[Records to use]:
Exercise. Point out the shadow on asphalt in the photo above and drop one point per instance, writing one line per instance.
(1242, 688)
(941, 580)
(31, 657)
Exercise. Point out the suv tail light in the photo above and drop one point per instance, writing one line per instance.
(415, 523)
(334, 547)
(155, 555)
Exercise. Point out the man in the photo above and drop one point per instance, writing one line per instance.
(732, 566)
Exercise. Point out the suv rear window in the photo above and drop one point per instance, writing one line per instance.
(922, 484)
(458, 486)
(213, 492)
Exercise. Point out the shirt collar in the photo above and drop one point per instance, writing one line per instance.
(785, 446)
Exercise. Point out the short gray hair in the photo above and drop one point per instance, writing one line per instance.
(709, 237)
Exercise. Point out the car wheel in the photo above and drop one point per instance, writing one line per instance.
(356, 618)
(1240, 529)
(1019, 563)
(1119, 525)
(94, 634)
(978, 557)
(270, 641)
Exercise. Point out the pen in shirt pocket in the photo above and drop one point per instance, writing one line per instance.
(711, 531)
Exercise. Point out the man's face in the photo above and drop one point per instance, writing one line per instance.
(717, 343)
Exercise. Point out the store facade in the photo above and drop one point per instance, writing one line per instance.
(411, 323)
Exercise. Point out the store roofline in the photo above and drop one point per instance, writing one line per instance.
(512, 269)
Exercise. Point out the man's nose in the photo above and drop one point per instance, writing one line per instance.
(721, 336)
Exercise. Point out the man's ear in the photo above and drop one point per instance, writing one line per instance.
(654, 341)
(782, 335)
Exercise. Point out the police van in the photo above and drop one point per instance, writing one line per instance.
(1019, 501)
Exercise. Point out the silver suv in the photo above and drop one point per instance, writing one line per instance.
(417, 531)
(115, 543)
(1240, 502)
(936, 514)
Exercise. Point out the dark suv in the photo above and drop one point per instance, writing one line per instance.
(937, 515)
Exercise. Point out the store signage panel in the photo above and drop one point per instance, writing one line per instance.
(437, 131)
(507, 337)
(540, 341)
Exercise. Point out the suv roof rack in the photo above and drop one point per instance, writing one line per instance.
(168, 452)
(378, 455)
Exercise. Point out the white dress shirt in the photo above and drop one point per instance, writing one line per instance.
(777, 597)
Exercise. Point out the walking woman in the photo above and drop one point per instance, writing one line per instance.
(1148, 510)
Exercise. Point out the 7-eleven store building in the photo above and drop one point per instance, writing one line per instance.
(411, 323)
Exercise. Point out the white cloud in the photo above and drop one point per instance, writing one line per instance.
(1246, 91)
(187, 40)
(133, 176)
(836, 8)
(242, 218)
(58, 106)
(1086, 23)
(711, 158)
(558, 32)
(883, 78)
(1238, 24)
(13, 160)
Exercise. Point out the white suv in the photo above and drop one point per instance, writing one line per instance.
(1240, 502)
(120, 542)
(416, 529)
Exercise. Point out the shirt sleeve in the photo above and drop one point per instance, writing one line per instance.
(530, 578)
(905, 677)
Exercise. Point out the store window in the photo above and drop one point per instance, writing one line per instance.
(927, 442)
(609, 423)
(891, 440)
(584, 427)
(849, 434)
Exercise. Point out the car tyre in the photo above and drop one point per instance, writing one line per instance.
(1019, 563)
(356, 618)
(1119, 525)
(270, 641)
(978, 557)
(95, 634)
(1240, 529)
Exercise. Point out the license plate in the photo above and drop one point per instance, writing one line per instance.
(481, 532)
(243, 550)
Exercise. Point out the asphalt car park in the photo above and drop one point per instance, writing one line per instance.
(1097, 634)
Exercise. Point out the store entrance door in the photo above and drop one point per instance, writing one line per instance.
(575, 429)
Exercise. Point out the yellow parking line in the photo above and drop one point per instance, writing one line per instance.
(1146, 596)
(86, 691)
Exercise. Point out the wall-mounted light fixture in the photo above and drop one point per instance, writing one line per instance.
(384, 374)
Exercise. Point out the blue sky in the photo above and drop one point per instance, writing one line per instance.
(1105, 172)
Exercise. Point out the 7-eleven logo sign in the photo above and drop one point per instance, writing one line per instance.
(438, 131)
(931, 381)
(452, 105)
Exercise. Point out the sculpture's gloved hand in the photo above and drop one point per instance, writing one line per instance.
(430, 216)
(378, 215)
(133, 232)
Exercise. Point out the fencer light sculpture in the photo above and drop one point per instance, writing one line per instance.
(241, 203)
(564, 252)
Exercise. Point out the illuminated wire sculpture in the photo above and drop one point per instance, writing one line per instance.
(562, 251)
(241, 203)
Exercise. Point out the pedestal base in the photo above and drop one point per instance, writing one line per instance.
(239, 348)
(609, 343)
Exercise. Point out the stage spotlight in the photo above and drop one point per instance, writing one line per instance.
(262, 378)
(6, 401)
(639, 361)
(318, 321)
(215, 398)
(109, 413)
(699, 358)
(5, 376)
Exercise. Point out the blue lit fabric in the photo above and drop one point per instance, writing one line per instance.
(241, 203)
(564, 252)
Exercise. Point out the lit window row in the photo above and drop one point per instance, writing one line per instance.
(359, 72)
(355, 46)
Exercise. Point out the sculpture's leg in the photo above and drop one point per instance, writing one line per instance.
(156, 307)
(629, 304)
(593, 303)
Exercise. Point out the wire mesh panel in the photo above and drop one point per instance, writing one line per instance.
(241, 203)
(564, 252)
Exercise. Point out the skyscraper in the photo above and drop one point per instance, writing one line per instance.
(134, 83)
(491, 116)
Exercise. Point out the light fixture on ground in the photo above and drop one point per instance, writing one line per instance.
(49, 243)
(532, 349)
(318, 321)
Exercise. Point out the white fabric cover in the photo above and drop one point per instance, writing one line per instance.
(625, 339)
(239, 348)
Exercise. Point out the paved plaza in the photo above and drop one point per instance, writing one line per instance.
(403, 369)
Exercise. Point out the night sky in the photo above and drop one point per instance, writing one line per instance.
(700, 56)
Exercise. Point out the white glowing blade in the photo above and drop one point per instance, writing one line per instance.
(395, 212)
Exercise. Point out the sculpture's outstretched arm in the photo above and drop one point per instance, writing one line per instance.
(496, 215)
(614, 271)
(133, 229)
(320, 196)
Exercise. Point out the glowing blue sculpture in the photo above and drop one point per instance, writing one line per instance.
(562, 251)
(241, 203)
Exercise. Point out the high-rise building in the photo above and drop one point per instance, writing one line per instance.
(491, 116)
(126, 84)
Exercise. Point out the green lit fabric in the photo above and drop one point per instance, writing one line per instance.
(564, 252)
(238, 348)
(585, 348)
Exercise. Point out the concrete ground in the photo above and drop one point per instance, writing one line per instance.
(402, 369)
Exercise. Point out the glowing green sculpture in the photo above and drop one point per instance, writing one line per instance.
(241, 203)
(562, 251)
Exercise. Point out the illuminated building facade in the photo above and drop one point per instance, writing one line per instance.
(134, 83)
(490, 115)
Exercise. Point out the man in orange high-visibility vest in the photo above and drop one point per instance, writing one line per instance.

[Task description]: Rewrite every line of the items above as a numbered list, leaving out any blank lines.

[Exercise response]:
1. Exercise. Point out the shadow on asphalt in the photo above and drop one point per instance, writing one line per instance.
2. (1242, 688)
3. (941, 580)
4. (31, 657)
5. Exercise. Point out the suv tail light in the photo above and drop one point per instance, writing one line per instance.
6. (415, 523)
7. (334, 547)
8. (155, 555)
9. Exercise. Point out the man in the photo above and drop one point per instance, writing one line per instance.
10. (732, 566)
11. Exercise. Point out the suv rear window in the photo above and drop one point per instance, writing one line per instance.
12. (922, 484)
13. (458, 486)
14. (213, 492)
15. Exercise. Point out the shirt collar in the photo above and drop one point per instance, writing one line per instance.
16. (785, 446)
17. Exercise. Point out the short gray hair in the photo above and drop one point per instance, writing one line per instance.
18. (709, 237)
19. Exercise. Point out the car wheel in the photo above and drop one point per instance, writing one line per instance.
20. (356, 618)
21. (1240, 529)
22. (1019, 563)
23. (1119, 525)
24. (94, 634)
25. (978, 557)
26. (270, 641)
27. Exercise. Point out the pen in shirt pocket in the photo above and drop one point per instance, writing one line per instance.
28. (711, 531)
29. Exercise. Point out the man's face in the photo above and drop one point per instance, writing one line per instance.
30. (717, 343)
31. Exercise. Point out the store facade in the photo above and drop one point per instance, writing one line per instance.
32. (411, 323)
33. Exercise. Point out the store roofline in the photo above and drop one point per instance, writing one line per instance.
34. (512, 269)
35. Exercise. Point out the man's nose in the photo above and drop one point per instance, writing one line per instance.
36. (721, 336)
37. Exercise. Point out the man's ear in the photo above and drop one point per instance, writing one line per instance.
38. (654, 341)
39. (782, 335)
40. Exercise. Point out the police van in the photo above and drop one point per instance, writing one line per instance.
41. (1019, 501)
42. Exercise. Point out the silver suv in the photo above and drop one point per instance, writing one line per instance.
43. (417, 531)
44. (115, 543)
45. (1240, 502)
46. (936, 514)
47. Exercise. Point out the dark suv in the photo above and drop one point per instance, writing one line per instance.
48. (937, 515)
49. Exercise. Point out the store signage panel in the photo above and drop one point per instance, writing one line per instance.
50. (437, 131)
51. (507, 337)
52. (540, 341)
53. Exercise. Point out the suv roof rack in the photo above and drop one point per instance, writing one line per instance.
54. (168, 452)
55. (378, 455)
56. Exercise. Point out the white dress shirt in the photo above and drop one point per instance, writing one line per instance.
57. (777, 597)
58. Exercise. Point out the walking woman in the photo above and drop one point per instance, writing one line per instance.
59. (1148, 510)
60. Exercise. Point out the 7-eleven store building in the photo above and drop one point per instance, writing one line per instance.
61. (411, 323)
62. Exercise. Point out the white cloud in the photo above and drop one point per instance, writing one line per instance.
63. (1246, 91)
64. (187, 40)
65. (133, 176)
66. (836, 8)
67. (242, 218)
68. (58, 106)
69. (1086, 23)
70. (711, 158)
71. (558, 32)
72. (883, 78)
73. (1238, 24)
74. (13, 160)
75. Exercise. Point out the white suv in the photo above and drop one point per instance, writing one line per instance.
76. (1240, 502)
77. (120, 542)
78. (416, 529)
79. Exercise. Point out the shirt sleeve in the photo above and drop one point per instance, writing one line per instance.
80. (530, 578)
81. (905, 677)
82. Exercise. Point out the store window in the photo above and drop one point per instance, writing one line per instance.
83. (927, 442)
84. (609, 423)
85. (891, 440)
86. (584, 427)
87. (849, 434)
88. Exercise. Point out the car tyre in the photo above and drop one point per instance, writing one line per instance.
89. (1019, 563)
90. (356, 618)
91. (1119, 525)
92. (270, 641)
93. (978, 557)
94. (95, 634)
95. (1240, 529)
96. Exercise. Point out the license plate in the photo above and drop one point per instance, writing one line per instance.
97. (481, 532)
98. (243, 550)
99. Exercise. Point out the asphalt car park in the photo above and drop one point per instance, writing one line per instance.
100. (1097, 634)
101. Exercise. Point out the store entrance door in the photo above and drop one point per instance, writing one line per instance.
102. (575, 429)
103. Exercise. Point out the yellow parking line in the photo above and drop one point per instance, writing one line per instance.
104. (1146, 596)
105. (86, 691)
106. Exercise. Point out the wall-mounted light fixture in the photo above and drop one point per instance, writing one line per instance.
107. (384, 374)
108. Exercise. Point out the blue sky in the photo above and drop one point per instance, writing one line per instance.
109. (1105, 172)
110. Exercise. Point out the 7-eleven logo sign in the photo above and drop one point per instance, writing one line per instance.
111. (438, 131)
112. (931, 381)
113. (452, 105)
114. Exercise. Point out the sculpture's gloved hand in the photo above and drop one point per instance, writing one line per instance.
115. (430, 216)
116. (378, 215)
117. (133, 232)
118. Exercise. Point out the fencer light sculpture in the photo above and drop one point per instance, writing one line per instance.
119. (241, 203)
120. (564, 252)
121. Exercise. Point out the illuminated wire sculpture in the photo above and drop one point per instance, writing one line per instance.
122. (562, 251)
123. (241, 203)
124. Exercise. Point out the pedestal base in the photo above and drop one point per instance, writing one line per instance.
125. (239, 348)
126. (609, 343)
127. Exercise. Point out the stage spotlight in the photo above and drop one point per instance, writing one line per instance.
128. (262, 378)
129. (6, 401)
130. (639, 361)
131. (318, 321)
132. (215, 398)
133. (109, 413)
134. (699, 358)
135. (5, 376)
136. Exercise. Point out the blue lit fabric in the photo above and drop one point per instance, writing one line per instance.
137. (241, 203)
138. (564, 252)
139. Exercise. Point out the lit window row in the photo above and drop one point per instance, writing one line per instance.
140. (359, 72)
141. (355, 46)
142. Exercise. Point out the sculpture's leg in the photo above and drop one point per instance, writing one line per instance.
143. (156, 307)
144. (629, 304)
145. (593, 303)
146. Exercise. Point out the wire mesh panel in the photo above and drop one point per instance, writing one line per instance.
147. (241, 203)
148. (564, 252)
149. Exercise. Point out the skyscraper in the photo above and drop one point per instance, writing one line per instance.
150. (134, 83)
151. (491, 116)
152. Exercise. Point out the light fixture on ground in the photo above and drop one point per instance, writing one line per instance.
153. (49, 243)
154. (532, 349)
155. (318, 321)
156. Exercise. Point out the white fabric cover in the photo above and drop one point per instance, writing one line per instance.
157. (625, 339)
158. (239, 348)
159. Exercise. Point out the paved plaza in the photo above and drop one point per instance, writing one line per instance.
160. (403, 369)
161. Exercise. Point out the night sky in the photo above and drop one point per instance, writing one line per instance.
162. (700, 56)
163. Exercise. Point out the white glowing blade in the photo above and drop one point per instance, writing one line per instance.
164. (395, 212)
165. Exercise. Point out the sculpture's outstretched arm in the photo above and drop one point per instance, writing one line per instance.
166. (496, 215)
167. (614, 271)
168. (133, 229)
169. (320, 196)
170. Exercise. Point out the glowing blue sculpture in the photo above and drop one point per instance, writing one line per instance.
171. (562, 251)
172. (241, 203)
173. Exercise. Point out the high-rise building in the photo above and drop one point per instance, writing one line per instance.
174. (491, 116)
175. (126, 84)
176. Exercise. Point out the green lit fabric in the photo above and drop one point per instance, writing one line per instance.
177. (564, 252)
178. (238, 348)
179. (585, 348)
180. Exercise. Point out the concrete ground in the photo above and drop one point per instance, writing one line per instance.
181. (402, 369)
182. Exercise. Point out the glowing green sculpture in the photo above and drop one point per instance, writing one line per instance.
183. (241, 203)
184. (562, 251)
185. Exercise. Point out the illuminated building facade in the photo above and drop one point per instance, writing one line per instance.
186. (134, 83)
187. (490, 115)
188. Exercise. Point out the man in orange high-visibility vest in the photo above and drop one point per instance, writing one line per instance.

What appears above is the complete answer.